*Problem statement:*
Exact copies of all records below are needed.

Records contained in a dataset
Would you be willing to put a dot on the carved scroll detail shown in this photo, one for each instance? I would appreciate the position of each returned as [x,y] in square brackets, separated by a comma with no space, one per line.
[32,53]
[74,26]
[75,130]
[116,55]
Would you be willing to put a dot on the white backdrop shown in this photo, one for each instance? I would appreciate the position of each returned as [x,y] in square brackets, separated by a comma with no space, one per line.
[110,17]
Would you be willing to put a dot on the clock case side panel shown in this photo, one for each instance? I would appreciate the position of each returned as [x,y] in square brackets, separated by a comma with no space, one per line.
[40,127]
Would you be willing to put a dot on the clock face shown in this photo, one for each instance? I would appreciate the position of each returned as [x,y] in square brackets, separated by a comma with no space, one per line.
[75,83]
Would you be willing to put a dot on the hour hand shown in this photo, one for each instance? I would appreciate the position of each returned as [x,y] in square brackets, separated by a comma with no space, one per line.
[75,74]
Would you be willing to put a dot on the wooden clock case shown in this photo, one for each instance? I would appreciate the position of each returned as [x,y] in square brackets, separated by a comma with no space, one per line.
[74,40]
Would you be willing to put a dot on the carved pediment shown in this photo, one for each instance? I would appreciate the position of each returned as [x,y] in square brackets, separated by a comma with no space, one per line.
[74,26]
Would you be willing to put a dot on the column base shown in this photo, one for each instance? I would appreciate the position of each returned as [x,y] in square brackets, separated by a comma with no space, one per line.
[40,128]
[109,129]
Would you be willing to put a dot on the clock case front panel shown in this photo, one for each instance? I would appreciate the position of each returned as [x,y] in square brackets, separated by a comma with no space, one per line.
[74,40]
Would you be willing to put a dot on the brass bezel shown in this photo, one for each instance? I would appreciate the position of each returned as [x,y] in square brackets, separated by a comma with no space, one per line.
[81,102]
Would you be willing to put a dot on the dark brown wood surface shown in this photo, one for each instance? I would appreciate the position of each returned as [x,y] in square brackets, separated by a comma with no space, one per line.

*Exercise result:*
Would you be willing to put a dot on the carved scroll detail shown in this photo, one for each instance? I would appreciate the position of each returned as [x,y] in square brackets, separated by a comma with no space, one per line.
[32,53]
[74,26]
[75,130]
[116,55]
Would you be willing to put a dot on the white backdrop shown in this photo, one for each instance? I would appreciate the position of each returned as [x,y] in square brackets, separated by a comma with no space, one per line.
[110,17]
Would you be willing to put a dot on the clock case side panel shown in this photo, one for each instance? I would appreciate the position of each returned as [x,y] in square brackets, separated by a comma with no space, one per line.
[40,127]
Would you be willing to put a dot on the clock face shown in this photo, one for each instance? I would appreciate the position of each returned as [x,y] in square brackets, separated by a comma with no space, one per line.
[75,83]
Would you be willing to put a dot on the hour hand shown in this photo, one for each instance? I would appreciate the position of each returned as [x,y] in square brackets, separated by a comma with no space, one per line.
[75,74]
Would you be willing to put a dot on the wooden clock case shown in this photo, one for each instance? I would appreciate the position of each returned as [x,y] in square brackets, separated by a comma with no space, one per line.
[74,40]
Would you be willing to put a dot on the carved pediment shown in this photo, one for each instance? I would appreciate the position of each returned as [x,y] in square brackets, separated by a comma with no space, one per line.
[74,26]
Would you be willing to put a dot on the column base shown in this photo, one for each instance? I would appreciate the position of each returned as [x,y] in square brackets, separated by a comma with no space, one per line.
[40,128]
[109,129]
Would you be willing to put a dot on the clock case front panel shown in this photo, one for each instance? I would appreciate the position of each returned as [x,y] in square brackets, separated by a comma with no space, one per line.
[74,40]
Would you be willing to put a dot on the brass bezel shown in this photo, one for each instance? I would appreciate the position of each returned as [x,y] in square brackets, separated by a comma with no space, one per line.
[81,102]
Would you be willing to put a dot on the dark brown wood surface shown in this photo, one for each instance? I would appreciate the position of each returned as [x,y] in square brackets, separated by a comma with no space, one per line.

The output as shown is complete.